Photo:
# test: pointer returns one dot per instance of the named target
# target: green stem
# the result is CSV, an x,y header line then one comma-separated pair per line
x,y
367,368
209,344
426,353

■ ■ ■ ■ ■ ■ ■

### Work order
Output all of the material, please, exactly as it stands.

### Exercise solution
Photo:
# test: pointer returns one dot per instance of the named target
# target: green stem
# the result is CSV, an x,y header line then one comma-separated pair per line
x,y
367,368
209,344
426,353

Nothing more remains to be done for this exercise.